● Entradas enumeradas
════════════════════
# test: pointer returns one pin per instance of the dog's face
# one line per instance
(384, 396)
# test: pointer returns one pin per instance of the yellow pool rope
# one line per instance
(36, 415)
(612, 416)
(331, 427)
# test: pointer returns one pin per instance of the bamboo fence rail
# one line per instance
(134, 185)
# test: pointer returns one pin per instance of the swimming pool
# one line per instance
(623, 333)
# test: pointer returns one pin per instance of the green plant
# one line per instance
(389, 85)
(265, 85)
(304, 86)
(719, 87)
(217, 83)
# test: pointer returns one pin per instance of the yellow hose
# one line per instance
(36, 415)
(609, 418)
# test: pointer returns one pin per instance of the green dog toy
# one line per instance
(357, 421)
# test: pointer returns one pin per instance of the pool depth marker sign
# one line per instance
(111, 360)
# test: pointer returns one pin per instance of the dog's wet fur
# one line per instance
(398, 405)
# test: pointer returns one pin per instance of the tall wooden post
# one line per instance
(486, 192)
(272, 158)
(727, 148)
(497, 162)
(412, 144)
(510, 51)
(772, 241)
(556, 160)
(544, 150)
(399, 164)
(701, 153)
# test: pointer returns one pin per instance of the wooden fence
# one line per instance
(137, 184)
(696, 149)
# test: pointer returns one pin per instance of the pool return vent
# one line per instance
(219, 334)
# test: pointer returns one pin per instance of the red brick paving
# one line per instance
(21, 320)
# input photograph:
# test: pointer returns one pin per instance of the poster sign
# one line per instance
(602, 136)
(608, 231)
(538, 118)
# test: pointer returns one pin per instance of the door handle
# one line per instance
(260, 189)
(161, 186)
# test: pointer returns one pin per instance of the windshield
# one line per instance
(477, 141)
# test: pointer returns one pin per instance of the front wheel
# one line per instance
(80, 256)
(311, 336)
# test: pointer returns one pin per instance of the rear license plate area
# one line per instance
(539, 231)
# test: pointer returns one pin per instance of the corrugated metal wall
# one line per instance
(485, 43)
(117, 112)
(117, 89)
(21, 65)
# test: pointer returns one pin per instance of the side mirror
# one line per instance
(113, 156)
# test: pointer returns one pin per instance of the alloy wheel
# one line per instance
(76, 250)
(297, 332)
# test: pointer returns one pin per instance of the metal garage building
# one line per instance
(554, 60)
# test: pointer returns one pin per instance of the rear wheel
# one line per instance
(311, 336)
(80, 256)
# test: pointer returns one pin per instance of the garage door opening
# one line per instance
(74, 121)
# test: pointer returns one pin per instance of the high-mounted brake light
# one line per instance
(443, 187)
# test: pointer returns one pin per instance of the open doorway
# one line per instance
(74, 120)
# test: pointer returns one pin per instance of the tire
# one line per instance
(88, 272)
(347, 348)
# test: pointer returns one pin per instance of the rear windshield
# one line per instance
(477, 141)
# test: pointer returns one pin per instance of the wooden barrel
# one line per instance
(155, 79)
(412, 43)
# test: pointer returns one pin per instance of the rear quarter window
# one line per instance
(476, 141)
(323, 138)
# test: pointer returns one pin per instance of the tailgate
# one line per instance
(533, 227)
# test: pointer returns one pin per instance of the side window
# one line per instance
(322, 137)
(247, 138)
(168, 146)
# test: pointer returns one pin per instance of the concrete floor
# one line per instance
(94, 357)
════════════════════
● Ejercicio propuesto
Reproduce sin ningún cambio las líneas de las entradas que van desde la que contiene "# test: pointer returns one pin per instance of the concrete" hasta el final, ambos extremos incluidos.

● Solución
# test: pointer returns one pin per instance of the concrete floor
# one line per instance
(94, 357)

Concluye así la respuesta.